** PASSAGE follows **

Physical distancing remains vital for limiting the spread of COVID-19. While physical distancing of at least six feet paired with wearing face masks and handwashing are everyday preventive actions that should be followed during the pandemic, patients are still uncertain about when these measures apply. Physicians want to clear up when to practice physical distancing and how.
Two AMA members took time to discuss how doctors can best encourage patients to practice proper physical distancing. They are:
- Tyeese Gaines, DO, an emergency medicine physician and a school physician for three charter schools in New Jersey.
- Christopher Garofalo, MD, a family physician in Attleboro, Massachusetts.
Drs. Gaines and Garofalo are also members of the AMA Ambassador Program, which equips individuals with the skills and knowledge to confidently speak to the AMA's initiatives and the value of membership. The program also increases overall awareness about what the AMA does for physicians and their patients.
Here is what these physician experts had to say about physical distancing.
“We're in agreement about staying six feet away, but if for any reason you cannot be that far away, definitely have a mask on,” said Dr. Gaines. “We know that over 200,000 people have died from [COVID-19], so do you want to be a part of getting someone else sick? Do you want to be responsible for that?”

** End of PASSAGE **
** EXTRACTED MATERIAL follows **

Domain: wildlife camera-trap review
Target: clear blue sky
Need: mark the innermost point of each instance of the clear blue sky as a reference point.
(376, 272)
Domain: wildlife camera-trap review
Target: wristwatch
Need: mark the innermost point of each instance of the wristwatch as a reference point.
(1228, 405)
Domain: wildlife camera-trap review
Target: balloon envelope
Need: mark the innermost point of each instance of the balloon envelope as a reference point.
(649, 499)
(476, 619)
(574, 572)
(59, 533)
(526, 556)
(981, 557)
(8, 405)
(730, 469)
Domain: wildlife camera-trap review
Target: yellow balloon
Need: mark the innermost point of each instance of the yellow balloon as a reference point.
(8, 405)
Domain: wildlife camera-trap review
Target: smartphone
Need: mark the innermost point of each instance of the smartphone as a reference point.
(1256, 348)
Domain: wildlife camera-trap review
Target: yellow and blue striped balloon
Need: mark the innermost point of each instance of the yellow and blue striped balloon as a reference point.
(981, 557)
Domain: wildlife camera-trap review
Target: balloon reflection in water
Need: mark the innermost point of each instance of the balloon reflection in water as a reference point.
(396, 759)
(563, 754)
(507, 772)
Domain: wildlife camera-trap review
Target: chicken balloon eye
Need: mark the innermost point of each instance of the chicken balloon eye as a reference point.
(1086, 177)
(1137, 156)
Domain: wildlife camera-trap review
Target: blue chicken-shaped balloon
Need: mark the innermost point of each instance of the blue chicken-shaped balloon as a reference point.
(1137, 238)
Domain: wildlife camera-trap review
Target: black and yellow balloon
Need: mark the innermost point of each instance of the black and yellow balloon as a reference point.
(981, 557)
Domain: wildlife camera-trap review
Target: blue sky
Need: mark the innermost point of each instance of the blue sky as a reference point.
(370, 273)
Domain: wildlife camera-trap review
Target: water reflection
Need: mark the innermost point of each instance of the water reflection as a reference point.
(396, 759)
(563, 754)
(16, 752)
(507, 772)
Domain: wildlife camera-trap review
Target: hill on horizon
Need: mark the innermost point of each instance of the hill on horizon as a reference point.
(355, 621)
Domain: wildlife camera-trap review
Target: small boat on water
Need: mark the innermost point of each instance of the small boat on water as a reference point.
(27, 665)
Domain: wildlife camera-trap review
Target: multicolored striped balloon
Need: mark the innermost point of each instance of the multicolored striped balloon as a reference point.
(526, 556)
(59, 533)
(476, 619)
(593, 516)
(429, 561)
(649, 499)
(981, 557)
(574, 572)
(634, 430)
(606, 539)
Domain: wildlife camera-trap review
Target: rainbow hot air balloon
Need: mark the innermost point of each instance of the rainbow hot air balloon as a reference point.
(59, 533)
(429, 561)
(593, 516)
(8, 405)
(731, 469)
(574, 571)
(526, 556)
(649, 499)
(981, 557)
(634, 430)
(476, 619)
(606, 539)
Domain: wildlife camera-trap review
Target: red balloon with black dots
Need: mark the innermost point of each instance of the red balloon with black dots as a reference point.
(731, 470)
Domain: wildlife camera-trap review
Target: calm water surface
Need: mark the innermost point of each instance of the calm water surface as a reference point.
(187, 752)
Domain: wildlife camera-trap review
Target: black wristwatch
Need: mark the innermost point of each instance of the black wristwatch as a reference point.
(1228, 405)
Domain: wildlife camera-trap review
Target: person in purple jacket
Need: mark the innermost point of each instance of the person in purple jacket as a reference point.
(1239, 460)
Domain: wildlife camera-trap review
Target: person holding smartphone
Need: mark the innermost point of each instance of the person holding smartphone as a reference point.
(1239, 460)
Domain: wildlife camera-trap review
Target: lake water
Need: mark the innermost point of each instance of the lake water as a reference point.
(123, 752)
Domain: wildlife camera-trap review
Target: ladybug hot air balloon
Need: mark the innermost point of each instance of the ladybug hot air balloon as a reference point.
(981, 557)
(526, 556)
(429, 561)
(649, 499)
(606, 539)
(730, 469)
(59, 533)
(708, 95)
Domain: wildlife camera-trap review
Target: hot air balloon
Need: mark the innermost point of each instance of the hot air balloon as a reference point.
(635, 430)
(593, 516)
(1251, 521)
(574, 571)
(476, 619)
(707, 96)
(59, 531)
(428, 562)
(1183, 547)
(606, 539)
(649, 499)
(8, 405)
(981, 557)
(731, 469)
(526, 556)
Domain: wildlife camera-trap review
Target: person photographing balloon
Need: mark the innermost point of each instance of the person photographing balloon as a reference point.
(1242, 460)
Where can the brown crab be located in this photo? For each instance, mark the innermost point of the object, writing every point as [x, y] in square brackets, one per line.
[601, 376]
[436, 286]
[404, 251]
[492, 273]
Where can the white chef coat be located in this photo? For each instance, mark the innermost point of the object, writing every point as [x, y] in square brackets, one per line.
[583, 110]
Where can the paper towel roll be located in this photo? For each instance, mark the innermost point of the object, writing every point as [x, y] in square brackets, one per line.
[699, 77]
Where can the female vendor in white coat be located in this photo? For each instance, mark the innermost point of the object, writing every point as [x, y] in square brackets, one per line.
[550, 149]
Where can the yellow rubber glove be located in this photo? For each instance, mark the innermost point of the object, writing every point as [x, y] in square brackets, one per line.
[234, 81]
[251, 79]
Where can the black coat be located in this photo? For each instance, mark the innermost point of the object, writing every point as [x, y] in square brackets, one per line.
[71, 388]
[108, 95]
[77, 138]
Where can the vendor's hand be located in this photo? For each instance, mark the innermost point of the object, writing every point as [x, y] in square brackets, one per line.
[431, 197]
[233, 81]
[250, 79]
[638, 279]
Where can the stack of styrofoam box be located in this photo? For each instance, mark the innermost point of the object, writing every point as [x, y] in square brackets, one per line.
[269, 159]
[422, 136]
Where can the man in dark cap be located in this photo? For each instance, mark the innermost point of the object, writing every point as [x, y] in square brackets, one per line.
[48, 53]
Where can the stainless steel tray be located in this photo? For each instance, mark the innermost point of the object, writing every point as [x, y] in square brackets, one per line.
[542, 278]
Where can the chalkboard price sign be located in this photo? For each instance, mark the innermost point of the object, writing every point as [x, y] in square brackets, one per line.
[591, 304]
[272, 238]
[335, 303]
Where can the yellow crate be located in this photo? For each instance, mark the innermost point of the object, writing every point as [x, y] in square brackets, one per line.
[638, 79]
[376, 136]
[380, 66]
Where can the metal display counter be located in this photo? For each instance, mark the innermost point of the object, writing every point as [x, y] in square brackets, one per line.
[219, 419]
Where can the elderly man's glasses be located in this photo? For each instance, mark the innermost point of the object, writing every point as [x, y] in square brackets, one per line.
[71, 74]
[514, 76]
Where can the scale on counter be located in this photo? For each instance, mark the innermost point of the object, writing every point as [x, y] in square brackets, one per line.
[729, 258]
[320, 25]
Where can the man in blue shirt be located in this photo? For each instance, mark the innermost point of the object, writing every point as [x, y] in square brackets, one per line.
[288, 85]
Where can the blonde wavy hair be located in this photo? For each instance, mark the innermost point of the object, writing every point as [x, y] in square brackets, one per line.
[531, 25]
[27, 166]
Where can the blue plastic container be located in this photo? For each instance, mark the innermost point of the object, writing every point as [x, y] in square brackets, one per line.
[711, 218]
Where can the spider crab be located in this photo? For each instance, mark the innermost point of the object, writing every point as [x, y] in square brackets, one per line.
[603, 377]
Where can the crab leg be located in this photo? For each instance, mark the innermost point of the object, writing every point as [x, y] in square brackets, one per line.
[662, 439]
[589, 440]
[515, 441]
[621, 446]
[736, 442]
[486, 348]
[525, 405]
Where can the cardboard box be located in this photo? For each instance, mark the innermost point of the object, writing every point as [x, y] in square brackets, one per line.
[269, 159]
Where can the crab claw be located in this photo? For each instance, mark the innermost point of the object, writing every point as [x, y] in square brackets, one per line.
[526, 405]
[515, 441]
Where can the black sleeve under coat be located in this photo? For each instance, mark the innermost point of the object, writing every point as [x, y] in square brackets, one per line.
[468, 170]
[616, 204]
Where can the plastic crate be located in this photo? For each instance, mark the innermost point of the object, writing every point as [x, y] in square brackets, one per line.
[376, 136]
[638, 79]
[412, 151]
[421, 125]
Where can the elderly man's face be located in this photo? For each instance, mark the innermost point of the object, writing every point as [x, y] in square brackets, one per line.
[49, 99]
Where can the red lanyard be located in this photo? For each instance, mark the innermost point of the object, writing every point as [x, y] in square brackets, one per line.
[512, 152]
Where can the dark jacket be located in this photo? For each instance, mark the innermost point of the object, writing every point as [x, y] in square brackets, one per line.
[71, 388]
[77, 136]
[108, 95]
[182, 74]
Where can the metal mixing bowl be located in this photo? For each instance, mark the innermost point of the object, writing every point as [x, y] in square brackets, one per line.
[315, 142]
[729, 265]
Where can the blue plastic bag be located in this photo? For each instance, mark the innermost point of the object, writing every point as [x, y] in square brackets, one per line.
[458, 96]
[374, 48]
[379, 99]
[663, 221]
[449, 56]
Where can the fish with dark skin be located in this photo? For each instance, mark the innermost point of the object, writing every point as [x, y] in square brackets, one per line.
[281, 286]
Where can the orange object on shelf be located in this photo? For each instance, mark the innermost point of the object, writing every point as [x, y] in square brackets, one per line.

** End of EXTRACTED MATERIAL **

* EXERCISES:
1. Using the article on physical distancing, decide whether each statement agrees with it. Answer yes or no for each, and quote the words that decide it.
(a) Christopher Garofalo is a family physician in Attleboro, Massachusetts.
(b) Tyeese Gaines serves as a school physician for five charter schools.
(c) Three AMA members discussed how doctors can encourage patients to practice physical distancing.
2. Echo the stretch of the article on physical distancing from "Physical distancing remains" through "in Attleboro, Massachusetts.", keeping every word and punctuation mark unchanged.

* OUTPUTS BY TASK:
1.
(a) Yes: "Christopher Garofalo, MD, a family physician in Attleboro, Massachusetts."
(b) No: "a school physician for three charter schools in New Jersey."
(c) No: "Two AMA members took time to discuss how doctors can best encourage patients to practice proper physical distancing."

2.
Physical distancing remains vital for limiting the spread of COVID-19. While physical distancing of at least six feet paired with wearing face masks and handwashing are everyday preventive actions that should be followed during the pandemic, patients are still uncertain about when these measures apply. Physicians want to clear up when to practice physical distancing and how.
Two AMA members took time to discuss how doctors can best encourage patients to practice proper physical distancing. They are:
- Tyeese Gaines, DO, an emergency medicine physician and a school physician for three charter schools in New Jersey.
- Christopher Garofalo, MD, a family physician in Attleboro, Massachusetts.